Records from a dataset:
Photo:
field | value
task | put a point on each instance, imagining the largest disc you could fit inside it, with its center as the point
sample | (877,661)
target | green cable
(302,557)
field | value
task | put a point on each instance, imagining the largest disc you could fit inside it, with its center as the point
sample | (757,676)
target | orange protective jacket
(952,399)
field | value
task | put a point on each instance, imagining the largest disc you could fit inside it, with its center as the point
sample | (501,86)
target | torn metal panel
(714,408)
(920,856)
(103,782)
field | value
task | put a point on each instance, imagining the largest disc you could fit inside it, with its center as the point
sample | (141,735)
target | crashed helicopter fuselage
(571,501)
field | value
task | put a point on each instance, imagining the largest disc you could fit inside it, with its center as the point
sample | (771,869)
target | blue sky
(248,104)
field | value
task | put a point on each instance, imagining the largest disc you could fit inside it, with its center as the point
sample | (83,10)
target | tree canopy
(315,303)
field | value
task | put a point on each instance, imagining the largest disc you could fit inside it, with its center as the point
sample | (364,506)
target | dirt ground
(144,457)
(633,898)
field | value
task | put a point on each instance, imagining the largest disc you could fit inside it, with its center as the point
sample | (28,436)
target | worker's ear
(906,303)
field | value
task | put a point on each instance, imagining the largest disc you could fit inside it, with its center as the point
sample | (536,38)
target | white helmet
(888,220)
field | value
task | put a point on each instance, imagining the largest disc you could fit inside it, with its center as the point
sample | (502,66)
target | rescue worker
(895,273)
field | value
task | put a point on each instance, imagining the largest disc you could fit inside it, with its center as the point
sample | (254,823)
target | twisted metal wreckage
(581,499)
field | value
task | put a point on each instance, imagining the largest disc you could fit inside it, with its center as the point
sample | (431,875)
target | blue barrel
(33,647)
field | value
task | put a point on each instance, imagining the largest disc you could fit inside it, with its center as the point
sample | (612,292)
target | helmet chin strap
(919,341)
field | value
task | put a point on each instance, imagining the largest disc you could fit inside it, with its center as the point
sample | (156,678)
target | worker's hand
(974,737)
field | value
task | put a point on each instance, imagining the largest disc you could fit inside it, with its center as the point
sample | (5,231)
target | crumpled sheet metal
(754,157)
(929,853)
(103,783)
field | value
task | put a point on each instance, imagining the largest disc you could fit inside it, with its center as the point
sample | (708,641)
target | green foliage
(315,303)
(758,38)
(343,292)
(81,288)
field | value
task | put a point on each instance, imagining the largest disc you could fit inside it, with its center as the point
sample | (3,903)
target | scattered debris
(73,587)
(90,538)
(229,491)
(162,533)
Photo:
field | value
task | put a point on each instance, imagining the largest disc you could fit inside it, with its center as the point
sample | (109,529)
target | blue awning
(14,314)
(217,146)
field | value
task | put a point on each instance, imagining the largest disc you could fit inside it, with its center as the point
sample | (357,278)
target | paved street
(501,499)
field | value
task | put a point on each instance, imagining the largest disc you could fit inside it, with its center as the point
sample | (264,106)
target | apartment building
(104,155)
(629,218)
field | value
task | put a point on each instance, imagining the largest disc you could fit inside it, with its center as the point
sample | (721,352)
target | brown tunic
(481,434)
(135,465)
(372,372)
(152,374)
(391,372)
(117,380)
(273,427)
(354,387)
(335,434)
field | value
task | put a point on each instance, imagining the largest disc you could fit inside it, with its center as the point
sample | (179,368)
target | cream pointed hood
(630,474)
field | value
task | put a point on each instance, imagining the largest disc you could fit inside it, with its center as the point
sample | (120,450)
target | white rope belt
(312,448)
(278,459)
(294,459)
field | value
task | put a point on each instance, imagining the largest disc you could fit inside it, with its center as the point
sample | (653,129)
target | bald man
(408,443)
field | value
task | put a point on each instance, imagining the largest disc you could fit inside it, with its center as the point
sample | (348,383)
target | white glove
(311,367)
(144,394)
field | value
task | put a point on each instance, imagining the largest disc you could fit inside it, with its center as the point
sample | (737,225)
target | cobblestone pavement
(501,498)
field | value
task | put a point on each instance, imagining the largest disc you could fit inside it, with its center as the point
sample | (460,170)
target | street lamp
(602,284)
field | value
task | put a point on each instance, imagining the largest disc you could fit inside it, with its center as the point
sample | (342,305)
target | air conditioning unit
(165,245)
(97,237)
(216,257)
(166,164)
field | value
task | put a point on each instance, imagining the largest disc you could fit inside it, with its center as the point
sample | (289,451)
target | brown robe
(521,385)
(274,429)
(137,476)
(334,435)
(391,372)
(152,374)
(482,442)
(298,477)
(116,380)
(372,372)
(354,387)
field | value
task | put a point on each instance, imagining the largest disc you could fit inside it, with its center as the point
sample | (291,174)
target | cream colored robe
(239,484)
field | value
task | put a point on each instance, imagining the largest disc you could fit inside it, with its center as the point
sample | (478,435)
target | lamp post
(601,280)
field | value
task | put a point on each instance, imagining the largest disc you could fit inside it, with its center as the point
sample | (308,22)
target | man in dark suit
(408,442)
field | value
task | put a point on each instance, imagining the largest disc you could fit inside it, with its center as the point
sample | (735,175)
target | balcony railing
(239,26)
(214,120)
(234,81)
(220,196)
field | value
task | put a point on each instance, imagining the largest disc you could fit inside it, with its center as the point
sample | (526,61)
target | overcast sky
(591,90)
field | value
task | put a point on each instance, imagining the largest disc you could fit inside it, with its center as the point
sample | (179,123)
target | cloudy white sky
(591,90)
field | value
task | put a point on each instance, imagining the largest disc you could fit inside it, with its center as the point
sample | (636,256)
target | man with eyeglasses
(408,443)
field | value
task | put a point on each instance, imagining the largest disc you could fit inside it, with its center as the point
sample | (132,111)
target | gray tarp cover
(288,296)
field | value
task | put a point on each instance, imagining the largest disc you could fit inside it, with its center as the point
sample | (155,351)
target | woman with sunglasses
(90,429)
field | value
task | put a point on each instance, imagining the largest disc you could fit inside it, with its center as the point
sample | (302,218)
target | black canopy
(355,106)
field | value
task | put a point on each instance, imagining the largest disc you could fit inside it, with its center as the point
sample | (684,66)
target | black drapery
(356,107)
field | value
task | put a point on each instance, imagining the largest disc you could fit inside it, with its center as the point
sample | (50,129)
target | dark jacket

**Task details:** Give back each line above precisely as it stands.

**Response to this task:**
Photo:
field | value
task | put a point on each instance, imagining the largest disc you could fit inside it, with its center as the point
sample | (877,661)
target | green cable
(302,557)
field | value
task | put a point on each instance, imagining the largest disc you could fit inside it, with its center as the point
sample | (757,676)
target | orange protective jacket
(952,399)
field | value
task | put a point on each instance, imagining the largest disc you could fit inside it, with its center as the point
sample | (501,86)
target | torn metal panel
(714,408)
(920,856)
(103,782)
field | value
task | put a point on each instance, imagining the largest disc you could fit inside it, with its center as the point
sample | (141,735)
target | crashed helicopter fuselage
(571,501)
field | value
task | put a point on each instance, imagining the largest disc you could fit inside it, with its center as the point
sample | (771,869)
target | blue sky
(248,104)
field | value
task | put a point on each instance, imagining the largest disc you could fit inside it, with its center as the point
sample | (83,10)
target | tree canopy
(315,303)
field | value
task | put a point on each instance, imagining the largest disc you could fit inside it, with its center as the point
sample | (364,506)
target | dirt ground
(144,457)
(633,898)
field | value
task | put a point on each instance, imagining the largest disc you could fit inside it, with its center as the point
sample | (28,436)
target | worker's ear
(906,303)
field | value
task | put a point on each instance, imagining the largest disc you could fit inside it, with its center as the point
sample | (536,38)
target | white helmet
(888,220)
field | value
task | put a point on each instance, imagining the largest disc you could fit inside it, with its center as the point
sample | (502,66)
target | rescue worker
(895,273)
field | value
task | put a point on each instance, imagining the largest disc you could fit inside it, with its center as the point
sample | (254,823)
target | twisted metal wreckage
(581,499)
field | value
task | put a point on each instance, imagining the largest disc you could fit inside it, with its center as the point
sample | (431,875)
target | blue barrel
(33,647)
field | value
task | put a point on each instance, imagining the largest disc you could fit inside it, with its center as the point
sample | (612,292)
target | helmet chin strap
(919,341)
field | value
task | put a point on each instance, imagining the largest disc you could fit inside it, with its center as the point
sample | (156,678)
target | worker's hand
(974,737)
field | value
task | put a point on each instance, imagining the largest disc you could fit inside it, with its center as the point
sample | (5,231)
target | crumpled sheet metal
(754,157)
(929,853)
(103,783)
field | value
task | put a point on each instance, imagining the largest disc you could fit inside it, with its center as the point
sample | (708,641)
target | green foliage
(315,303)
(758,38)
(343,292)
(81,288)
field | value
task | put a point on each instance, imagining the largest disc you could fit inside it, with its center as the point
sample | (3,903)
target | scattered debris
(73,587)
(90,538)
(229,491)
(162,533)
Photo:
field | value
task | put a point on each instance, imagining the largest disc you could fit inside it, with its center as the point
sample | (109,529)
target | blue awning
(14,314)
(217,146)
field | value
task | put a point on each instance, imagining the largest disc you could fit inside it, with its center as the point
sample | (357,278)
target | paved street
(501,499)
field | value
task | put a point on each instance, imagining the largest disc you could fit inside it, with its center as the point
sample | (264,106)
target | apartment building
(104,155)
(629,218)
field | value
task | put a point on each instance, imagining the largest disc you could fit inside it, with its center as the point
sample | (721,352)
target | brown tunic
(481,434)
(135,465)
(372,372)
(152,374)
(391,372)
(117,380)
(273,427)
(354,387)
(335,434)
field | value
task | put a point on each instance, imagining the largest disc you could fit inside it, with its center as the point
sample | (179,368)
target | cream pointed hood
(630,474)
field | value
task | put a point on each instance, imagining the largest disc you could fit inside it, with its center as the point
sample | (120,450)
target | white rope belt
(312,448)
(278,459)
(294,459)
field | value
task | put a point on each instance, imagining the largest disc you could fit inside it, with its center as the point
sample | (653,129)
target | bald man
(408,443)
field | value
task | put a point on each instance, imagining the largest disc you could fit inside it, with its center as the point
sample | (348,383)
target | white glove
(311,367)
(144,394)
field | value
task | put a point on each instance, imagining the largest disc you could fit inside it, with its center as the point
sample | (737,225)
target | cobblestone pavement
(501,498)
field | value
task | put a point on each instance, imagining the largest disc you could fit inside it, with its center as the point
sample | (460,170)
target | street lamp
(602,284)
field | value
task | put a point on each instance, imagining the largest disc you could fit inside it, with its center as the point
sample | (342,305)
target | air conditioning unit
(165,245)
(97,237)
(216,257)
(166,164)
field | value
task | put a point on each instance, imagining the largest disc you could fit inside it, with its center as the point
sample | (289,451)
target | brown robe
(521,385)
(274,429)
(137,476)
(334,435)
(391,372)
(152,374)
(482,442)
(298,477)
(116,380)
(372,372)
(354,387)
field | value
task | put a point on each instance, imagining the largest disc you could fit inside it, with its center as the point
sample | (291,174)
target | cream colored robe
(239,484)
field | value
task | put a point on each instance, imagining the largest disc you could fit inside it, with its center as the point
sample | (478,435)
target | lamp post
(601,280)
field | value
task | put a point on each instance, imagining the largest disc you could fit inside it, with its center as the point
sample | (308,22)
target | man in dark suit
(408,442)
field | value
task | put a point on each instance, imagining the largest disc you could fit inside it, with its center as the point
sample | (735,175)
target | balcony railing
(239,26)
(214,120)
(234,81)
(220,196)
field | value
task | put a point on each instance, imagining the largest disc you could fit inside it, with its center as the point
sample | (526,61)
target | overcast sky
(591,90)
field | value
task | put a point on each instance, imagining the largest disc you could fit inside it, with its center as the point
sample | (179,123)
target | cloudy white sky
(591,90)
field | value
task | put a point on each instance, imagining the largest disc you could fit inside it, with its center as the point
sample | (636,256)
target | man with eyeglasses
(408,443)
field | value
task | put a point on each instance, imagining the largest disc you could fit inside it, with its center as the point
sample | (132,111)
target | gray tarp cover
(288,296)
field | value
task | put a point on each instance, imagining the largest disc you could fit inside it, with its center as the point
sample | (155,351)
target | woman with sunglasses
(90,429)
field | value
task | put a point on each instance, imagining the largest disc you could fit inside it, with its center as the point
sample | (302,218)
target | black canopy
(355,106)
field | value
task | put a point on each instance, imagining the largest disc you could fit inside it, with its center as the point
sample | (684,66)
target | black drapery
(356,107)
field | value
task | put a point on each instance, imagining the largest disc you could fit inside it, with its center as the point
sample | (50,129)
target | dark jacket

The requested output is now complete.